Stated exercise: Extract each line in the records below that contains the word "give".

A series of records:

------------------------------------------------

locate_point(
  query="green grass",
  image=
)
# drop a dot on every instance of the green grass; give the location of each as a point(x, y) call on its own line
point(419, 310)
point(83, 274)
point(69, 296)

------------------------------------------------

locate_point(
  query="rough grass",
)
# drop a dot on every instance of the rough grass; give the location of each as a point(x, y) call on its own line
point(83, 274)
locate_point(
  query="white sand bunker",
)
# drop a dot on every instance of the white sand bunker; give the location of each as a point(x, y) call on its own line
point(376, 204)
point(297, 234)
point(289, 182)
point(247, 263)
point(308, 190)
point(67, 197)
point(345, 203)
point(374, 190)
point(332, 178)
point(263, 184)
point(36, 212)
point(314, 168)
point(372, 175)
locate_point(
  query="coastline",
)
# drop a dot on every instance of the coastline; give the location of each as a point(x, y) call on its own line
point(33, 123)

------------------------------------------------

The completed task:
# drop a dot on every instance of the green grass; give the location of each as a point(x, y) call on its own line
# drop a dot on every instance of the rough grass; give the location of each as a point(x, y) call on its own line
# drop a dot on every instance of the white sand bunker; give the location of each as a point(x, y) call on its own line
# drop a dot on every instance of the coastline; give the location of each as a point(x, y) call on its own line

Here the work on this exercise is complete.